>> START Provided information

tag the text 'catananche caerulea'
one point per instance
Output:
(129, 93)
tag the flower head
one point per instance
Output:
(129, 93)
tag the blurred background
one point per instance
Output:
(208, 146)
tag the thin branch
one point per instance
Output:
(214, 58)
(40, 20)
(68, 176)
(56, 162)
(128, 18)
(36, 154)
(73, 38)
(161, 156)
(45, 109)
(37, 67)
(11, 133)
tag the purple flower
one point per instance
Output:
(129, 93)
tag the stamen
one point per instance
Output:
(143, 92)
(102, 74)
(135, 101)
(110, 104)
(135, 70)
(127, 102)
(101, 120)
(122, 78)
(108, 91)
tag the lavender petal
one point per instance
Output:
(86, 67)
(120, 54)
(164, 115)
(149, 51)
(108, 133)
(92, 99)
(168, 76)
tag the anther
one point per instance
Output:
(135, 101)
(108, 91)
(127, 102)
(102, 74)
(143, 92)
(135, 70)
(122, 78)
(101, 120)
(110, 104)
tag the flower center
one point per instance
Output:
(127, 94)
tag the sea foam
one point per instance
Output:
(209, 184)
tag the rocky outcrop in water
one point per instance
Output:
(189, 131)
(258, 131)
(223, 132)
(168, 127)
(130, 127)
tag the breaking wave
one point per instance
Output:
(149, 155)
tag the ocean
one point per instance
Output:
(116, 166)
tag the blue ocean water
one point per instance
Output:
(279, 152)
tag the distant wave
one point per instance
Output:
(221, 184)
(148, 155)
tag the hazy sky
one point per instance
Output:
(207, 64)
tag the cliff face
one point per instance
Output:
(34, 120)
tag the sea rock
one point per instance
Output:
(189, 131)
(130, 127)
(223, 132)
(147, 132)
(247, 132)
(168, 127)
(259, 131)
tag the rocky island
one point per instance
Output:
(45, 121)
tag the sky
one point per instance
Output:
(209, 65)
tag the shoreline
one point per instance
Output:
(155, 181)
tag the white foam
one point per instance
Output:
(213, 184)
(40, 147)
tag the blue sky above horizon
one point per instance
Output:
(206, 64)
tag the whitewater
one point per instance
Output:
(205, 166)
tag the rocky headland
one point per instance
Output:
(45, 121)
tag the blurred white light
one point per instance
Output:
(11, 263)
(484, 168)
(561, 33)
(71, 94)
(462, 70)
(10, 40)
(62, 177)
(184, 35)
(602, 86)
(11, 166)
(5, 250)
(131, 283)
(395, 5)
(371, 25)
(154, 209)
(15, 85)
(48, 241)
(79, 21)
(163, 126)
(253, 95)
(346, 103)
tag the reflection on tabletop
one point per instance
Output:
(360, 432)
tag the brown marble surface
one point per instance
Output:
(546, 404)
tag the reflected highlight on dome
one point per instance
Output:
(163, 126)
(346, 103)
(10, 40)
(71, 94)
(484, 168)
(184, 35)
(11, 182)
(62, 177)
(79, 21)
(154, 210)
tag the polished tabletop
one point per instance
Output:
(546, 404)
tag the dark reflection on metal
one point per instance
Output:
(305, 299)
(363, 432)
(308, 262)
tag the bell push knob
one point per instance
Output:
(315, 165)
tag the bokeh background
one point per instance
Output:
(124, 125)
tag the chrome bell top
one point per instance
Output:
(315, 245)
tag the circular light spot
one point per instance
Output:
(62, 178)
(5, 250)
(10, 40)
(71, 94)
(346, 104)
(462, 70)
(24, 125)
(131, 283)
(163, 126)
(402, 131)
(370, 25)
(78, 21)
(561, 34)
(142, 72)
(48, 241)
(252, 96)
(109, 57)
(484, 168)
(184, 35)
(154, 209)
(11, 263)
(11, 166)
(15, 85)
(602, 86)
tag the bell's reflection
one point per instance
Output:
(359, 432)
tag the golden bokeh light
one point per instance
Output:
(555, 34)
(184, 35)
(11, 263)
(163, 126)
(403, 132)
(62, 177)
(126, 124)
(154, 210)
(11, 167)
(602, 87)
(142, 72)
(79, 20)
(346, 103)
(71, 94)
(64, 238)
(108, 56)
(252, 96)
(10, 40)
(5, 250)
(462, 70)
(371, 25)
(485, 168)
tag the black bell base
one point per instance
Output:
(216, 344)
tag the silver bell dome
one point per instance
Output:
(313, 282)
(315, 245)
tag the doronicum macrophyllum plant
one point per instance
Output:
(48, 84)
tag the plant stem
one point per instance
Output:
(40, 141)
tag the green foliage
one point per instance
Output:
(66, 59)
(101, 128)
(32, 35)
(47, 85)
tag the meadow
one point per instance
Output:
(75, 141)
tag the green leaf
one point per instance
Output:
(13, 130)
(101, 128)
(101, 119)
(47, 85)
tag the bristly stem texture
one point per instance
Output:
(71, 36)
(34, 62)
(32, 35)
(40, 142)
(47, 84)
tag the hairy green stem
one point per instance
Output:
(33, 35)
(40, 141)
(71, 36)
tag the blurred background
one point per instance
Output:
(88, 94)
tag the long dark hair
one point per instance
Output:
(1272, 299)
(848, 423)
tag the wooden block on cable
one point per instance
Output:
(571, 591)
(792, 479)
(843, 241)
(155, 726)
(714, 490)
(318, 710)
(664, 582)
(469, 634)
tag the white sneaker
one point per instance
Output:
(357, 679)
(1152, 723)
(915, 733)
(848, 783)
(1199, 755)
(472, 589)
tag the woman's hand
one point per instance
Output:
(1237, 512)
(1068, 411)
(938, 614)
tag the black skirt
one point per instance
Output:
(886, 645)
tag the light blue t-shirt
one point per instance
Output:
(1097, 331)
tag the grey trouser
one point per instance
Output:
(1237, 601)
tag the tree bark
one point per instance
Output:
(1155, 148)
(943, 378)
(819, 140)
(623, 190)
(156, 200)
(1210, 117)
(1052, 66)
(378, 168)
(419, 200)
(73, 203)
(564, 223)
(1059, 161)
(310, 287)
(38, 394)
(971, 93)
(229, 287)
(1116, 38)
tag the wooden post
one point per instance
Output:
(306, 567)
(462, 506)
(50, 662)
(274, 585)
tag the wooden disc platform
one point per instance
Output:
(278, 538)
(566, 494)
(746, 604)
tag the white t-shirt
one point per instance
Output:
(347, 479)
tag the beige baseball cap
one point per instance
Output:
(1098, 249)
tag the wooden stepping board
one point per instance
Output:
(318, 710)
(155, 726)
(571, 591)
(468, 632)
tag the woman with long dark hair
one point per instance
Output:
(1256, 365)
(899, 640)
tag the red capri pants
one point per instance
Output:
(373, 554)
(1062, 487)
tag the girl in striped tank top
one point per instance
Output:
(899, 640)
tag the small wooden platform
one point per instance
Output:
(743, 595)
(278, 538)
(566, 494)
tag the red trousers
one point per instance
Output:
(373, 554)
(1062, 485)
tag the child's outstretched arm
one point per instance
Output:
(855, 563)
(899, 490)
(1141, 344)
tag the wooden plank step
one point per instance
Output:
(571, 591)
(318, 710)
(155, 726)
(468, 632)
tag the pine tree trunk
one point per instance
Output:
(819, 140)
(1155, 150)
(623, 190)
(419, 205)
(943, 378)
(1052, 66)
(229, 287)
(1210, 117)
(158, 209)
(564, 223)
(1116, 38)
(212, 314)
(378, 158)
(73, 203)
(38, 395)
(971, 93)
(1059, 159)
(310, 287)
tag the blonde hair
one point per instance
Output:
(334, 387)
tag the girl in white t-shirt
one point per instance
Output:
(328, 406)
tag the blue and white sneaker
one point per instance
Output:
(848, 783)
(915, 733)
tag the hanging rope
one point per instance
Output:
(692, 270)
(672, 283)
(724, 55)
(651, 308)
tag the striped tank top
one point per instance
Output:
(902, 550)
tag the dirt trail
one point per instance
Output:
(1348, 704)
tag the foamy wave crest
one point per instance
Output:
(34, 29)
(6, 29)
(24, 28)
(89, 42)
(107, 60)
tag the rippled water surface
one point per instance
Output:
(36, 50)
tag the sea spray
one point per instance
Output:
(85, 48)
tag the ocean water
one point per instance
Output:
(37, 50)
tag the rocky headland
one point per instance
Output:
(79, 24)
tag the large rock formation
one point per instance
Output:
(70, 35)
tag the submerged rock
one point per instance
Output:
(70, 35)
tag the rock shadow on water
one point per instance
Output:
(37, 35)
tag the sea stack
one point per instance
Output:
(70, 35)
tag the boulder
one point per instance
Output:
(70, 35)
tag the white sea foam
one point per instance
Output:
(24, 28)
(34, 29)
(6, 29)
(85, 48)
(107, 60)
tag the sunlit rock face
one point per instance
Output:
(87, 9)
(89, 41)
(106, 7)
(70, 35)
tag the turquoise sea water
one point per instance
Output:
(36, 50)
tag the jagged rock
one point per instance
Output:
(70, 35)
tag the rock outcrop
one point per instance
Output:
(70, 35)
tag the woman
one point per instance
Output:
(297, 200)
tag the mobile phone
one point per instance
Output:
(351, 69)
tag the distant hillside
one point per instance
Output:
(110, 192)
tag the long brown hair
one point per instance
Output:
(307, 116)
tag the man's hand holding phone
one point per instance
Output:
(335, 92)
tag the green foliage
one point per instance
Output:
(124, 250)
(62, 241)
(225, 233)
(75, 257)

>> END Provided information

## What the task requires
Print the lines of the listing above verbatim, from the line containing "tag the beige baseball cap" through the line containing "(1062, 487)", with both of those lines included.

## Reply to the task
tag the beige baseball cap
one point per instance
Output:
(1098, 249)
tag the wooden stepping board
one point per instance
Output:
(318, 710)
(155, 726)
(571, 591)
(468, 632)
tag the woman with long dark hair
one point per instance
Output:
(1256, 365)
(899, 640)
tag the red capri pants
one point per instance
Output:
(373, 554)
(1062, 487)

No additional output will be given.